Copy out every one of the records below word for word, leaving out the pictures.

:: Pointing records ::
- - -

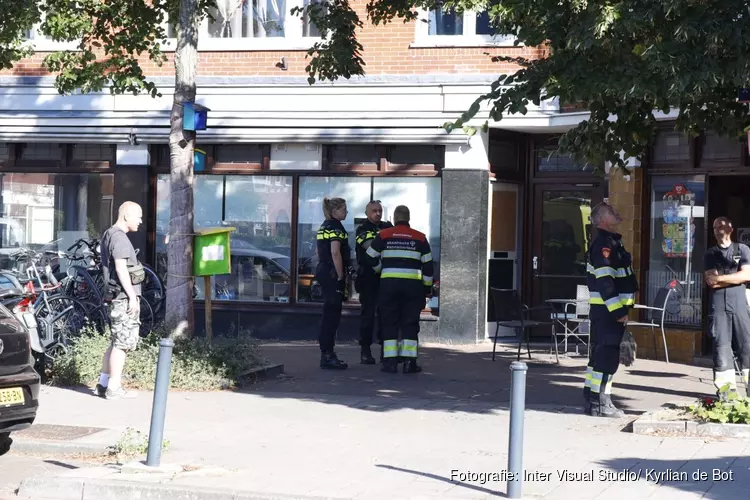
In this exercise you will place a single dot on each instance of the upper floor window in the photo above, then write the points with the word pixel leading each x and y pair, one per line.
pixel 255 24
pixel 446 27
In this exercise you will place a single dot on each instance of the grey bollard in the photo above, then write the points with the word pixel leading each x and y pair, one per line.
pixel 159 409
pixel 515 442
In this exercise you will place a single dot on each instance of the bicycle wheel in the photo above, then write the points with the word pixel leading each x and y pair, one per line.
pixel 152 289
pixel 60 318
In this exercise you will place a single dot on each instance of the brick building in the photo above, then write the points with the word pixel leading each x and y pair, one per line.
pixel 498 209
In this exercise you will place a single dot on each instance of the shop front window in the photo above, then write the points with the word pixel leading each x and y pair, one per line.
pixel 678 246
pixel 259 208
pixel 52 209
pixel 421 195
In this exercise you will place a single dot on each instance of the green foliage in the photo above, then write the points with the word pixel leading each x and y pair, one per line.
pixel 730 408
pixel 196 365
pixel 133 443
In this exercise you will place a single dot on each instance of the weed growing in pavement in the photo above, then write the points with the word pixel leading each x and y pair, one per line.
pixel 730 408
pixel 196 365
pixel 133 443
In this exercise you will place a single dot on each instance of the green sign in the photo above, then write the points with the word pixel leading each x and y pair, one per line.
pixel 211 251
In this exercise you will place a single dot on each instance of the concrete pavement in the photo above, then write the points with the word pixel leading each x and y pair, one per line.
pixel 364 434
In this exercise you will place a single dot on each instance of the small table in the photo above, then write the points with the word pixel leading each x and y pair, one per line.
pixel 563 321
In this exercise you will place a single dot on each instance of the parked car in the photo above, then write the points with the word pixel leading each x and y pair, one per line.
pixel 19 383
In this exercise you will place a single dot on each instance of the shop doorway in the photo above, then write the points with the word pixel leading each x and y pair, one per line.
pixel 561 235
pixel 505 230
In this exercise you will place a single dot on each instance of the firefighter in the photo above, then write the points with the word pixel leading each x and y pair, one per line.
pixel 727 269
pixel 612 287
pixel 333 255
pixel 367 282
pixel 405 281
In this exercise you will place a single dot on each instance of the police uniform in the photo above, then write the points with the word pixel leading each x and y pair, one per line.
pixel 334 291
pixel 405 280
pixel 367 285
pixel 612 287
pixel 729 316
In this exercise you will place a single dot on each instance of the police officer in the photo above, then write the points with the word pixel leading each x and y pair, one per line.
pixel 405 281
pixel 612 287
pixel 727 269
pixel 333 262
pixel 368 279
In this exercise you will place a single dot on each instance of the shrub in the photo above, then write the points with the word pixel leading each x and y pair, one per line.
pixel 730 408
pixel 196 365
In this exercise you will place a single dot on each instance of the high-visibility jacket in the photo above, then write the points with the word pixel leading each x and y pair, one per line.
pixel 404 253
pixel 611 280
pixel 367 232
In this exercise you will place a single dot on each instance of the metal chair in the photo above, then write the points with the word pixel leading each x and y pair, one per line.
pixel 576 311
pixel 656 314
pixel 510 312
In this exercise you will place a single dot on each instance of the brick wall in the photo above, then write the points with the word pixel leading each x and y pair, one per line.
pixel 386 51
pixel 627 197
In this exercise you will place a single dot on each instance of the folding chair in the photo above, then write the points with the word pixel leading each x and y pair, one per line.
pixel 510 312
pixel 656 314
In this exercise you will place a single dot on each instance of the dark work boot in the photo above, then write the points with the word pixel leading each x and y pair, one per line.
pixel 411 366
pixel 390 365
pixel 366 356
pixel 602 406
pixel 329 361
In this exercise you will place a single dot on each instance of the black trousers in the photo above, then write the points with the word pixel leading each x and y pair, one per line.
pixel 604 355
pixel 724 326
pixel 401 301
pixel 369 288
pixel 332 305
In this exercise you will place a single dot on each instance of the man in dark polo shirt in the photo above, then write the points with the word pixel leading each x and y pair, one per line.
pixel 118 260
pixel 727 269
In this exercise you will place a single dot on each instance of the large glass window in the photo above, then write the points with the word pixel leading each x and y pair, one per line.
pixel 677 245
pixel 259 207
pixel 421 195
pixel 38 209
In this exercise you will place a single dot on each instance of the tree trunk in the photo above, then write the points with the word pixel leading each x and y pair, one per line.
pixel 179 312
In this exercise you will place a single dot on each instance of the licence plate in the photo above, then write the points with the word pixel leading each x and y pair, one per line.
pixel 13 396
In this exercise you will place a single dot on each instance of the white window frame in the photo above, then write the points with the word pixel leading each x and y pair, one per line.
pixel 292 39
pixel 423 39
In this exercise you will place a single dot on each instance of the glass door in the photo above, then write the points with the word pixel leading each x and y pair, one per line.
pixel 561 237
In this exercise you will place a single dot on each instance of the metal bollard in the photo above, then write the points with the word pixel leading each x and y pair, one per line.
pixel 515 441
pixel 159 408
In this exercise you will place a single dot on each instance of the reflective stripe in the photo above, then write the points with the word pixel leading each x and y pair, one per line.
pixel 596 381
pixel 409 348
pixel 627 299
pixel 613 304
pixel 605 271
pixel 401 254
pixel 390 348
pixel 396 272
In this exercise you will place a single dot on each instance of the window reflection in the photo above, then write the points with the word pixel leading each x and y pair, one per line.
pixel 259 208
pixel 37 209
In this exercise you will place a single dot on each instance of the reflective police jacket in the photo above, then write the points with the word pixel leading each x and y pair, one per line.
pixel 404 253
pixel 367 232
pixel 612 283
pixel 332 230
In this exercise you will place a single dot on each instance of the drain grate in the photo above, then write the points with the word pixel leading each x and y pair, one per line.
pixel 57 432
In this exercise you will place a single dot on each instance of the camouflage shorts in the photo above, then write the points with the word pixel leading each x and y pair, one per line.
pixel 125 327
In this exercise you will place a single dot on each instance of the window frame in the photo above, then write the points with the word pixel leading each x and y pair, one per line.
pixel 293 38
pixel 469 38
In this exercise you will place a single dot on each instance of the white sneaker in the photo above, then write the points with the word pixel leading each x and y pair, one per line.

- - -

:: Output for this exercise ::
In this exercise you will place a single dot on each instance of the upper floor window in the photo above, then write the points with the word pixel leading each x and y pair, one per line.
pixel 255 24
pixel 446 27
In this exercise you will place a single dot on each instance of the grey bollard in the photo above, then write the points with the word pixel leading each x and y pair, one per line.
pixel 159 409
pixel 515 442
In this exercise you will place a single dot on each instance of the bicycle wheel in the photo above, then write the points with the word pixel leading each x and y pair, one per line.
pixel 152 289
pixel 60 318
In this exercise you will place a single dot on each instance of the brick building in the photo above, then write the points with the word pixel leading each x and y pair, one per line.
pixel 498 209
In this exercise you will place a single dot on each instance of the shop front window in the photo above, then write the points with the word pixel leading each x and y pair, one per line.
pixel 678 246
pixel 259 208
pixel 52 209
pixel 421 195
In this exercise you will place a single dot on each instance of the green foliage in the photo above, then write the points with the word pixel leading each x and y pair, one per line.
pixel 730 408
pixel 196 365
pixel 133 443
In this exercise you will place a single dot on each instance of the weed growing in pavement in the photo above, then write the points with the word pixel leading each x and y pair, one per line.
pixel 730 408
pixel 196 365
pixel 133 443
In this exercise you will place a single dot on each instance of the green sign in the photo above, then write the points with the word pixel leading each x and y pair, one per line.
pixel 211 251
In this exercise you will place a single dot on each instance of the concrete pavement in the photo above, then write the points with the word pixel leading each x and y pair, one per line.
pixel 364 434
In this exercise you will place a single dot on each instance of the small table in the photo above, then write the points with the word pixel leading each x and y pair, one per line.
pixel 563 321
In this exercise you will place a single dot on each instance of the parked car in the photo above, then write the points with the word pixel leading each x and y pair, one per line.
pixel 19 383
In this exercise you will place a single dot on each instance of the shop doorway in the photo above, then write the points with the word pixel leading each x and y pair, one per line.
pixel 561 235
pixel 505 230
In this exercise you will place a single dot on each instance of the firefighter in the photo above, then write the points with the word pixel leading each x and y pair, one per line.
pixel 727 269
pixel 612 287
pixel 333 255
pixel 367 282
pixel 405 281
In this exercise you will place a single dot on each instance of the police uniform in the photo above, then write the points with the word pixel leading each x and y pair, one per line.
pixel 334 291
pixel 405 280
pixel 367 285
pixel 612 287
pixel 729 316
In this exercise you will place a single dot on each instance of the police officer in the photo above, then write the points with the word pixel leading each x and y pair, one per line.
pixel 405 281
pixel 612 287
pixel 727 269
pixel 333 262
pixel 368 279
In this exercise you will place a single dot on each instance of the shrub in the photo above, then write the points with the word pixel leading each x and y pair, one per line.
pixel 730 408
pixel 196 365
In this exercise you will place a single dot on each instance of the high-visibility jacket in the photo above, then write the points with the word pixel leading each x and y pair, one per line.
pixel 404 253
pixel 611 280
pixel 367 232
In this exercise you will place a single dot on each instance of the metal chair in the photo above, then write the points with the word pixel leading each x and y pair, one per line.
pixel 576 311
pixel 656 314
pixel 510 312
In this exercise you will place a single dot on each instance of the brick wall in the photo above, then write the points with the word pixel leading each x and y pair, one per line.
pixel 386 51
pixel 627 197
In this exercise you will place a single dot on each instance of the folding chair in the photo above, then write the points with the word pixel leading each x and y pair, one per line.
pixel 510 312
pixel 656 314
In this exercise you will place a single dot on each instance of the dark work boot in the photo above, then write the points with the word pixel leading each x and y pair, one per line.
pixel 411 366
pixel 390 365
pixel 366 356
pixel 602 406
pixel 329 361
In this exercise you will place a single dot on each instance of the black trousers in the photo above, then write the points with the word pixel leading each x and y pair, one per line.
pixel 604 355
pixel 724 326
pixel 401 301
pixel 369 288
pixel 332 305
In this exercise you will place a single dot on each instance of the man in dark polo shirt in the photo above, then write the points with the word pixel leading each x and y pair, one per line.
pixel 118 260
pixel 727 269
In this exercise you will place a single dot on each instance of the large glass window in the photo above, then write the points with the word pixel leading each x and y pair, one per line.
pixel 677 245
pixel 259 207
pixel 421 195
pixel 38 209
In this exercise you will place a single dot on each instance of the tree trunk in the photo above, then write the points with the word pixel leading each x and y pair, one per line.
pixel 179 312
In this exercise you will place a single dot on each instance of the licence plate in the photo above, then write the points with the word pixel leading each x and y pair, one per line.
pixel 13 396
In this exercise you will place a single dot on each instance of the white window frame in the photo above, then write the points with the word pixel leading each x and y pair, one per line.
pixel 292 39
pixel 423 39
In this exercise you will place a single dot on each instance of the glass door in the photo above, then write the points with the word pixel leading each x and y pair, one per line.
pixel 561 237
In this exercise you will place a single dot on each instance of the metal bollard in the photo above, then write the points with the word pixel leading each x and y pair, one per line.
pixel 515 441
pixel 159 408
In this exercise you will place a single dot on each instance of the reflective stripe in the photo above, then write the points with the word pixel leading each x and y pair, one per line.
pixel 596 381
pixel 409 348
pixel 627 299
pixel 613 304
pixel 605 271
pixel 401 254
pixel 390 348
pixel 396 272
In this exercise you will place a single dot on each instance of the window reflection in the photo above, then write the points with the word pixel leading each x and y pair, one per line.
pixel 259 208
pixel 37 209
In this exercise you will place a single dot on each instance of the reflective police jacket in the photo above, then write the points with the word pixel leading each x and y pair, one per line.
pixel 404 253
pixel 367 232
pixel 612 283
pixel 332 230
In this exercise you will place a single dot on each instance of the drain grate in the photo above, then write the points with the word pixel leading each x and y pair, one per line.
pixel 57 432
In this exercise you will place a single dot on each instance of the camouflage shorts in the photo above, then write the points with the word pixel leading each x and y pair, one per line.
pixel 125 327
In this exercise you will place a single dot on each instance of the window frame in the photo above, then write the points with the word pixel leading each x and y pair, one per line.
pixel 293 38
pixel 469 38
In this exercise you will place a single dot on each instance of the white sneaker in the photo above, then write the points with the word pixel leading each x and y pair, one per line.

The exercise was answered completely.